Die Erfahrung, ein Projekt in fast allen Phasen durchzuplanen, ist sehr wichtig. Denn nur so weiß man, was wirklich realisierbar ist. Bei größeren Projekten lernt man zudem gut im Team zu arbeiten, da man „nur“ Teilbereiche eines Projekts entwirft.
Nach Abschluss des «KASCT Headquarters» wagte ich den Sprung zum Stararchitekten. Bei Santiago Calatrava in Zürich konnte ich meinen Fokus auf internationale Großprojekte weiter vertiefen. Die Arbeit bei Calatrava war für mich eine tolle Erfahrung und Herausforderung; gleich zu Beginn durfte ich den „Dubai Creek Tower“, den höchsten Aussichtsturm der Welt, mitplanen. Durch meine Erfahrung mit Großprojekten und der Planung mit BIM / 3D-Modellen konnte ich nach wenigen Monaten zunehmend Verantwortung übernehmen. Eine meiner Hauptaufgaben war es, die verschiedenen skulpturalen, oft noch abstrakten Entwurfsideen in Architektur umzusetzen. So habe ich fast täglich mit Santiago Calatrava persönlich Projekte besprechen und mit dem Team umsetzen können, was sehr inspirierend und vielfältig war.

- **AUFGABE 1**
Fass den Absatz im Textauszug, der mit „Nach Abschluss des «KASCT Headquarters»“ beginnt, als Stichpunktliste zusammen, ohne die wichtigsten Fakten wegzulassen.
- **AUFGABE 2**
Schreib aus dem Textauszug die Stelle Wort für Wort ab, die mit „Die Erfahrung, ein“ anfängt und bis „eines Projekts entwirft.“ reicht.
Die Zeilen darunter stammen aus einer anderen Quelle.

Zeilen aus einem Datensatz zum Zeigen
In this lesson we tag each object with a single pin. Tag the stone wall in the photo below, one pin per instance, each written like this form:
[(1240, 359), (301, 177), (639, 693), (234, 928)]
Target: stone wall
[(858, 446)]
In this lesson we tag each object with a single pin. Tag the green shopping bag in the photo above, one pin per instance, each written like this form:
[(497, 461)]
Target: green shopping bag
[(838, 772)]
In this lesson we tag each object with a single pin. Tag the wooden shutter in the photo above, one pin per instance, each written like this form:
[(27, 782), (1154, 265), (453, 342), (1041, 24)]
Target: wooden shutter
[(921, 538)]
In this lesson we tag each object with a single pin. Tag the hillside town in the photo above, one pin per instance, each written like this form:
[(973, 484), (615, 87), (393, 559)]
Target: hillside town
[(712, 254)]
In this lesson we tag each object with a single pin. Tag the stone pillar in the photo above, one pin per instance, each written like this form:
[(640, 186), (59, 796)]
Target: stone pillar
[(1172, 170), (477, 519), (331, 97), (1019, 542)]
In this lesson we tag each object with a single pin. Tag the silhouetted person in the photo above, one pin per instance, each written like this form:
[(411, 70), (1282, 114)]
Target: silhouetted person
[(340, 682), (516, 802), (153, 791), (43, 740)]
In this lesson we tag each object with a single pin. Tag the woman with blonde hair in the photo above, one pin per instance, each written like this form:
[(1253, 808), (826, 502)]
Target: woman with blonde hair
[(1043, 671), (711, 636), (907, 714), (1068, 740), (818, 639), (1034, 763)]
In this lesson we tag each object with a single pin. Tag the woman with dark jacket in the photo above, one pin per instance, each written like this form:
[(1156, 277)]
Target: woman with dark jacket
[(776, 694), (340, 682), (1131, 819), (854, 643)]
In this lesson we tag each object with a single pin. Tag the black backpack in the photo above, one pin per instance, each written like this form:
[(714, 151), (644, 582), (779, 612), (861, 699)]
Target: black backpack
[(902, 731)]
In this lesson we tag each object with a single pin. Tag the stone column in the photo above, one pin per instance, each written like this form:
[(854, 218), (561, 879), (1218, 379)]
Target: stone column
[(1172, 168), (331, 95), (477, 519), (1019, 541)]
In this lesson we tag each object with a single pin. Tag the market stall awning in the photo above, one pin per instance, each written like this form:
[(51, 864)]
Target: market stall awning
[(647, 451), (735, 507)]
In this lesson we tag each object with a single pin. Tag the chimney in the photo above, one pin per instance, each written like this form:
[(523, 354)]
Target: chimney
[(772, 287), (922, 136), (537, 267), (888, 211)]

- **LÖSUNG 1**
- Nach dem Abschluss des «KASCT Headquarters» Wechsel zum Stararchitekten Santiago Calatrava in Zürich
- Dort weitere Vertiefung des Fokus auf internationale Großprojekte
- Arbeit bei Calatrava als tolle Erfahrung und Herausforderung
- Gleich zu Beginn Mitplanung des „Dubai Creek Tower“, des höchsten Aussichtsturms der Welt
- Dank Erfahrung mit Großprojekten und der Planung mit BIM / 3D-Modellen nach wenigen Monaten zunehmend mehr Verantwortung
- Hauptaufgabe: verschiedene skulpturale, oft noch abstrakte Entwurfsideen in Architektur umsetzen
- Fast täglich Projekte mit Santiago Calatrava persönlich besprochen und mit dem Team umgesetzt, sehr inspirierend und vielfältig

- **LÖSUNG 2**
Die Erfahrung, ein Projekt in fast allen Phasen durchzuplanen, ist sehr wichtig. Denn nur so weiß man, was wirklich realisierbar ist. Bei größeren Projekten lernt man zudem gut im Team zu arbeiten, da man „nur“ Teilbereiche eines Projekts entwirft.